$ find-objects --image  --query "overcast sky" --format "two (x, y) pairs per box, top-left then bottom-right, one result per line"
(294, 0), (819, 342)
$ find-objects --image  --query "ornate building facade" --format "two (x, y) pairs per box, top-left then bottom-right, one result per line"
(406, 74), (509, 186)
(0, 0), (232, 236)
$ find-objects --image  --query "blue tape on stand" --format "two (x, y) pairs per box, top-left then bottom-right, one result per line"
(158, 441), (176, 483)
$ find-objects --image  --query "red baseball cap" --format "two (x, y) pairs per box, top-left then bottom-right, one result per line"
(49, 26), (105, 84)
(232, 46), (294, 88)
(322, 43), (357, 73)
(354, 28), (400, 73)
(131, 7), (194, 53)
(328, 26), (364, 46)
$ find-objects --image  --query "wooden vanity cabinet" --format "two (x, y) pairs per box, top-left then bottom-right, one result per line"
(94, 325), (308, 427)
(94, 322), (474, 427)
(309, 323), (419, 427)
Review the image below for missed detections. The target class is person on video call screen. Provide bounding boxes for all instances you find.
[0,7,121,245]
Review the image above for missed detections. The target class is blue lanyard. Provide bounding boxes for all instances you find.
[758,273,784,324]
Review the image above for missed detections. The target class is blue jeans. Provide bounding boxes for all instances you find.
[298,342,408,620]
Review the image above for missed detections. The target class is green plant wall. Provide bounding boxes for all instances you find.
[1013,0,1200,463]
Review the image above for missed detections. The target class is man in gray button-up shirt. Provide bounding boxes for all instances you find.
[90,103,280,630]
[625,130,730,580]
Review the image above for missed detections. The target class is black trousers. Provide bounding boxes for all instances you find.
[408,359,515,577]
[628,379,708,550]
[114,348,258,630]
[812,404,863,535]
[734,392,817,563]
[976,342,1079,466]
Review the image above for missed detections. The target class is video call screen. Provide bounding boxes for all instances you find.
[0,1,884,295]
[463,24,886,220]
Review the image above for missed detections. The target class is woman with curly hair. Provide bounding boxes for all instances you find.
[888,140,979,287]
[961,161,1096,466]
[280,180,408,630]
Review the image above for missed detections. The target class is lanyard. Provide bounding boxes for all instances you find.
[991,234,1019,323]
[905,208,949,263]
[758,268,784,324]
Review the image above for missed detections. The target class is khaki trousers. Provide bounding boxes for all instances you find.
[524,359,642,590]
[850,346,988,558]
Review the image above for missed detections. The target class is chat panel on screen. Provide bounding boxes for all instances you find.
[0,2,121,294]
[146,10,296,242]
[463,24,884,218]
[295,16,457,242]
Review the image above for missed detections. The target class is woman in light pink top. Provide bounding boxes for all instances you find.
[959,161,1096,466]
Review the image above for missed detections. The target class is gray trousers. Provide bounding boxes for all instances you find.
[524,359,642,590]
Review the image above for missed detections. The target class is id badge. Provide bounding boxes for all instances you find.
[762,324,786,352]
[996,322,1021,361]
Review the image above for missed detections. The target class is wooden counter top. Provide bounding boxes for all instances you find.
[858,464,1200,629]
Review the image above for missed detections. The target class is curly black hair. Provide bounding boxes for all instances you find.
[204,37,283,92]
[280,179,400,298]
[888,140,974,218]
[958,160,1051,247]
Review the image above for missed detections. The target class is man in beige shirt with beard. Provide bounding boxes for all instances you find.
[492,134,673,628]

| CHALLENGE |
Could you repeat every line above word for word, from first to last, without changing anything?

| RESPONSE TO THE TASK |
$ find-objects --image  --query "overcast sky" --format "two (x, y) pairs per box, top-left then bottom-right, one result per line"
(294, 0), (819, 342)
$ find-objects --image  --query "ornate building facade" --format "two (x, y) pairs per box, top-left then bottom-right, one result per line"
(406, 74), (509, 186)
(0, 0), (232, 236)
$ find-objects --image  --query "blue tape on stand" --format "two (x, y) pairs per box, top-left then bottom-right, one result per line"
(158, 441), (176, 483)
$ find-objects --image  --query "red baseball cap" --format "two (x, y) pairs per box, top-left then bottom-right, one result per line"
(49, 26), (105, 84)
(232, 46), (294, 88)
(322, 43), (357, 73)
(354, 28), (400, 73)
(131, 7), (194, 53)
(328, 26), (364, 46)
$ find-objects --image  --query "wooden vanity cabinet" --format "two (x, y) pairs per box, top-left then bottom-right, one result per line"
(94, 325), (308, 427)
(94, 322), (474, 427)
(309, 323), (419, 427)
Review the image below for missed detections. The target class is person on video call screen. Provide bounding boxes for all instances you find.
[0,7,121,245]
Review the image above for missed detections. The target class is blue lanyard. Provide bounding boxes for all instances you find.
[758,273,784,324]
Review the image above for missed detections. The target class is blue jeans. Provide bounding boxes for all instances you find.
[298,342,408,620]
Review the image above for missed detections. The target class is green plant wall. Provide bounding boxes for all instances you find.
[1013,0,1200,463]
Review the image above for missed detections. The target class is man in gray button-up shirt. Provide bounding boxes for all instances you find.
[90,103,280,630]
[625,130,730,580]
Review the image above for missed detections. The target class is black trousers. Provide bounding boxes for all instances you find.
[408,359,515,577]
[628,379,708,550]
[114,348,258,630]
[812,404,863,535]
[734,392,817,563]
[976,342,1079,466]
Review the image above for missed detections. The target class is video call screen. Provide bounding boxes for all instances you find.
[0,1,884,295]
[463,24,886,220]
Review the image above for missed detections. The target class is woman with curly hair. Provide bounding boxes for all instances you find.
[888,140,979,287]
[961,161,1096,466]
[280,180,408,630]
Review the image above for missed detections. The target class is lanyard. Provide bounding boxes for all instances you find.
[991,234,1019,323]
[905,208,949,263]
[758,268,784,324]
Review the image above for missed detections. The target class is khaki trousers. Provide bounding boxes for all instances you find.
[524,359,642,590]
[850,346,988,558]
Review the image above for missed detections. The target class is chat panel on screen. Provide bounding boxes for all instances you find.
[0,2,121,294]
[146,10,296,242]
[463,24,884,218]
[295,16,457,242]
Review the image above for missed detections. The target class is woman in light pink top. Provide bounding boxes for all instances you find.
[959,161,1096,466]
Review the image above for missed detections. The target class is gray trousers. Provide bounding boxes for all instances you find.
[524,359,642,590]
Review the image above for missed detections. The target class is id badge. Provide bounding boxes for all instances you find.
[762,324,786,352]
[996,322,1021,361]
Review the image above for missed detections. The target class is wooden counter top. Provide bounding boxes for all instances you find.
[858,464,1200,629]
Review the image above for missed detections. The target class is curly black hair. Provide bounding boxes for all instances you find.
[204,37,283,92]
[280,179,400,298]
[888,140,974,218]
[958,160,1051,247]
Review the image above for missed detections. The target class is man in beige shirt with beard. Provide bounding boxes for all instances you find.
[492,134,673,628]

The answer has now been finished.